* **Text section**:

[PATCH] D49678: [llvm-objcopy] Adding support for compressed DWARF debug sections.

Mon Aug 20 02:22:57 PDT 2018

jhenderson added inline comments.

================
Comment at: test/tools/llvm-objcopy/Inputs/compress-debug-sections.yaml:1
+--- !ELF
+FileHeader:
----------------
plotfi wrote:
> jhenderson wrote:
> > plotfi wrote:
> > > plotfi wrote:
> > > > jhenderson wrote:
> > > > > Are you planning any more updates to this test? Because I still don't see why you need such a large section.
> > > > > 
> > > > > You also definitely don't need the GNU stack section, or the symbols.
> > > > > 
> > > > > I think that one thing that is important is having relocations patching the debug section, because these need to point at the decompressed offset, not something else. You should add one that patches somewhere in the middle of your (small) section, and another that uses a section-relative reference and addend, referencing the compressed section.

* **Raw records**:

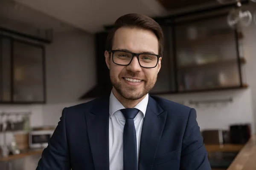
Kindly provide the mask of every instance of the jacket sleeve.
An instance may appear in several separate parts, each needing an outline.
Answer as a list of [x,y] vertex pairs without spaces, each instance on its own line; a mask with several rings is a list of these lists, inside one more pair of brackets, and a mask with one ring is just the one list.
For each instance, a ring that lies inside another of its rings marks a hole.
[[192,108],[182,142],[180,170],[211,169],[203,137],[196,121],[196,112]]
[[43,151],[36,170],[71,169],[66,131],[66,110],[63,109],[60,121],[47,147]]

* **What to work on**:
Reproduce the entire code review thread on compressed DWARF debug sections from above, word for word, with no changes.

* **Full response**:
[PATCH] D49678: [llvm-objcopy] Adding support for compressed DWARF debug sections.

Mon Aug 20 02:22:57 PDT 2018

jhenderson added inline comments.

================
Comment at: test/tools/llvm-objcopy/Inputs/compress-debug-sections.yaml:1
+--- !ELF
+FileHeader:
----------------
plotfi wrote:
> jhenderson wrote:
> > plotfi wrote:
> > > plotfi wrote:
> > > > jhenderson wrote:
> > > > > Are you planning any more updates to this test? Because I still don't see why you need such a large section.
> > > > > 
> > > > > You also definitely don't need the GNU stack section, or the symbols.
> > > > > 
> > > > > I think that one thing that is important is having relocations patching the debug section, because these need to point at the decompressed offset, not something else. You should add one that patches somewhere in the middle of your (small) section, and another that uses a section-relative reference and addend, referencing the compressed section.